**Stated exercise**
Retype exactly the lines from the line with "of sliced spring" to the end of the data, keeping both boundary lines.
begin Data
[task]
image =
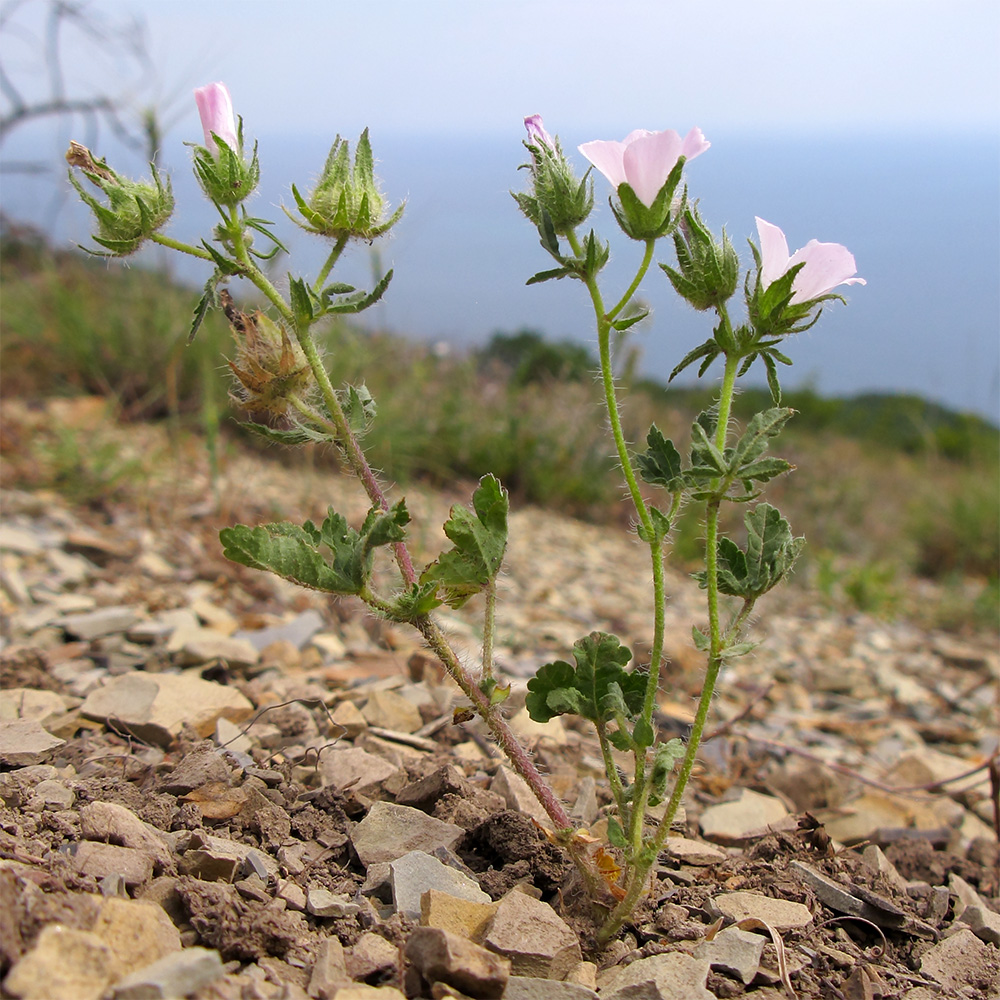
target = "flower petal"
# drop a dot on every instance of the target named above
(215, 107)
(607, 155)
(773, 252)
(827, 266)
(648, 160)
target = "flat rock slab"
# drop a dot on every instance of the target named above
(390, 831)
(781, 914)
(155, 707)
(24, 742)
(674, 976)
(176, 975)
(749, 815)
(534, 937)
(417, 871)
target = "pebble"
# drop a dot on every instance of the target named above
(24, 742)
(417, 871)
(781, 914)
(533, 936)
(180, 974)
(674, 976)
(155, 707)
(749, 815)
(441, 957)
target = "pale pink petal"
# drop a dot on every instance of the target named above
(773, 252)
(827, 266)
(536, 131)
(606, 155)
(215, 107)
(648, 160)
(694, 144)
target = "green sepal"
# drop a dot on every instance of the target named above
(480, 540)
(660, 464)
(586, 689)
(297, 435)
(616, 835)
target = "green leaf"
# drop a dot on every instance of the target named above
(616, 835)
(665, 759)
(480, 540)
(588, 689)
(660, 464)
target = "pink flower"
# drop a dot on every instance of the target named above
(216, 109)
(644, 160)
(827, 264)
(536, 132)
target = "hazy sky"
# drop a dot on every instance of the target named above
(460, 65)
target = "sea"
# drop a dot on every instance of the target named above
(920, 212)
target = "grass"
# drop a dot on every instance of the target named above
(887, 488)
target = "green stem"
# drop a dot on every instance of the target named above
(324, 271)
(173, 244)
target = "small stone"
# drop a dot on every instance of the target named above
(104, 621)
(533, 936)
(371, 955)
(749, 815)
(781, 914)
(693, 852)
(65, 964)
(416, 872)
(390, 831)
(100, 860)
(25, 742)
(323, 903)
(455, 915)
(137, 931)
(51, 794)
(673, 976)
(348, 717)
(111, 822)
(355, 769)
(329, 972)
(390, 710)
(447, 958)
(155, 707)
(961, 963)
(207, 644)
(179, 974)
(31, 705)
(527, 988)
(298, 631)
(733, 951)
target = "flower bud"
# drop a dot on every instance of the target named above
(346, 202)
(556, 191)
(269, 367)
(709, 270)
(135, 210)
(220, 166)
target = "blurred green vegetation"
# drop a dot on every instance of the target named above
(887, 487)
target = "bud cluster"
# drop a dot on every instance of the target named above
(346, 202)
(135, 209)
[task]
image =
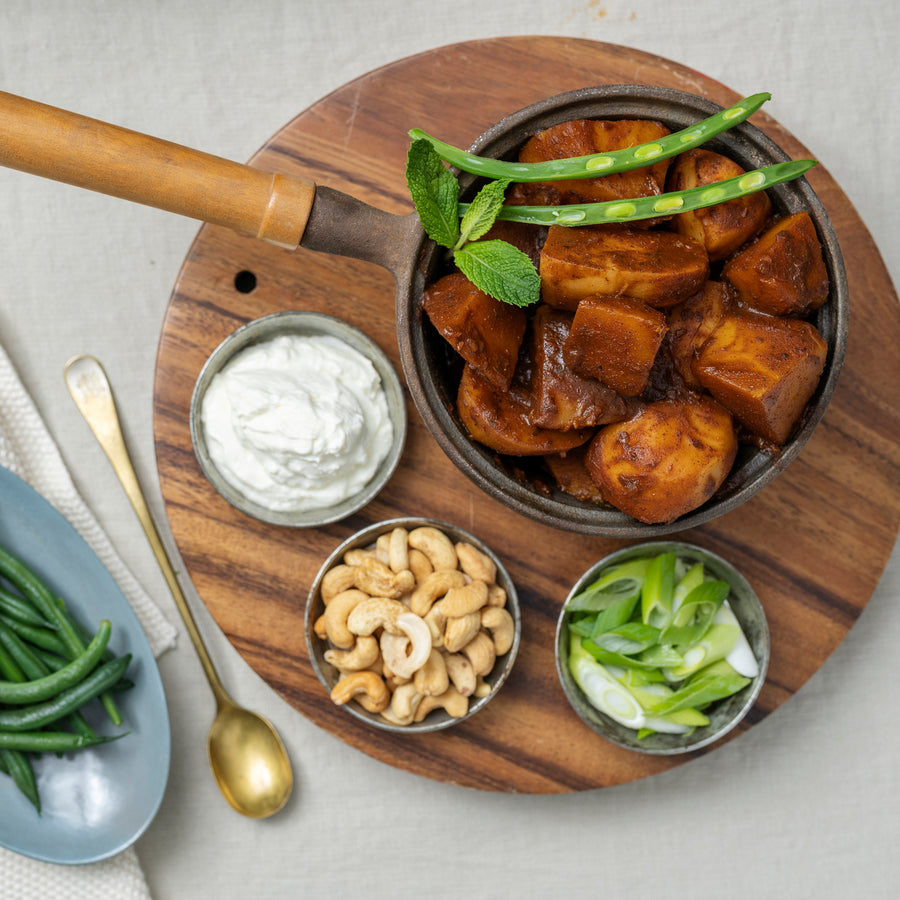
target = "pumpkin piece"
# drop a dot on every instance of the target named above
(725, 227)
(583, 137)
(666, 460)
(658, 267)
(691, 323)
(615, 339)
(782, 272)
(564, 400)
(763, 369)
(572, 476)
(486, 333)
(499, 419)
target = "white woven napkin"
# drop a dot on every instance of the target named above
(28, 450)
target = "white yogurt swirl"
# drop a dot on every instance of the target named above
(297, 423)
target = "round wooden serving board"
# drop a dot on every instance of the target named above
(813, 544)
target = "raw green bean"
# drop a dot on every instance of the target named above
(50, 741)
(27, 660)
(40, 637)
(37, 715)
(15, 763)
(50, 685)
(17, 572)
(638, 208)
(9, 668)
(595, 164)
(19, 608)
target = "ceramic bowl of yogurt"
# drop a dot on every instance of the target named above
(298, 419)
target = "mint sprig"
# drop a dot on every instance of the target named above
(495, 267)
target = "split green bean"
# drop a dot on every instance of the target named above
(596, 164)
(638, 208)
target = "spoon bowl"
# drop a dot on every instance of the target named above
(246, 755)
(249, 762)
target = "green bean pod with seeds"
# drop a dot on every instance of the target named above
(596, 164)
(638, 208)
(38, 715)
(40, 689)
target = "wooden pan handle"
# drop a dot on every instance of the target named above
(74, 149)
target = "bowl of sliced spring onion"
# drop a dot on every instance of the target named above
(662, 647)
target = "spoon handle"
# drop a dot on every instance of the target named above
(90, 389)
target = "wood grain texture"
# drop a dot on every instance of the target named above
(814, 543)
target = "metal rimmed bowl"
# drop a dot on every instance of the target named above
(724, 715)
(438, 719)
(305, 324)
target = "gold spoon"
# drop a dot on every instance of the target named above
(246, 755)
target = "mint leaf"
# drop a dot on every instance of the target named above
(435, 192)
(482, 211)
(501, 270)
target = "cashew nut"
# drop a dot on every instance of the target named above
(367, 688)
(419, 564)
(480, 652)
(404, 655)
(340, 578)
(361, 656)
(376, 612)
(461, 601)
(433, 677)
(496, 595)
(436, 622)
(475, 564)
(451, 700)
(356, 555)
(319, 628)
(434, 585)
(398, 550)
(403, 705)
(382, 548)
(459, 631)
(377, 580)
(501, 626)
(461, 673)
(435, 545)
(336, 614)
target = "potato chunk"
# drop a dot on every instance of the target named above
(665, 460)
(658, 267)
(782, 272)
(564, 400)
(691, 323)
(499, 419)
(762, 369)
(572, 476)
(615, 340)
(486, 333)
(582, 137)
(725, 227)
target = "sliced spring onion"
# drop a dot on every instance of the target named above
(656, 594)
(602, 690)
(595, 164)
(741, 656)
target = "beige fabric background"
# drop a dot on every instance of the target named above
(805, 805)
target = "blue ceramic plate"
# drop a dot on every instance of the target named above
end Data
**Answer to the task**
target = "bowl of sliced spring onion"
# drop a dot on every instance of the target named above
(662, 647)
target = "spoon handle"
# drop a dot on every instance of the target named above
(90, 389)
target = "wood grain texture"
# drop a dot on every instance of the target named above
(814, 543)
target = "metal rimmed bowl"
# drop a dot on every instance of the target named above
(724, 715)
(438, 719)
(305, 324)
target = "gold spoon"
# drop a dot on every instance of the target named above
(246, 755)
target = "mint leaf"
# drop a dot on every instance of the target named above
(435, 192)
(482, 211)
(501, 270)
target = "cashew nut"
# drop a dot on every instance of the target named above
(367, 688)
(419, 564)
(480, 652)
(404, 655)
(340, 578)
(361, 656)
(376, 612)
(461, 601)
(433, 677)
(496, 595)
(436, 622)
(475, 564)
(451, 700)
(356, 555)
(319, 628)
(434, 585)
(398, 550)
(403, 705)
(382, 548)
(459, 631)
(377, 580)
(501, 626)
(461, 673)
(435, 545)
(336, 614)
target = "potato chunk"
# drop a dot on every instance of the target named above
(665, 460)
(658, 267)
(782, 272)
(564, 400)
(691, 323)
(499, 419)
(762, 369)
(572, 476)
(615, 340)
(486, 333)
(582, 137)
(725, 227)
target = "sliced spring onion"
# drop a dot on every instance of the target named above
(656, 594)
(602, 690)
(595, 164)
(741, 656)
target = "beige fabric background"
# drop a dot on every instance of the target named above
(805, 805)
target = "blue ceramic plate"
# drop a dot on every instance of the target named above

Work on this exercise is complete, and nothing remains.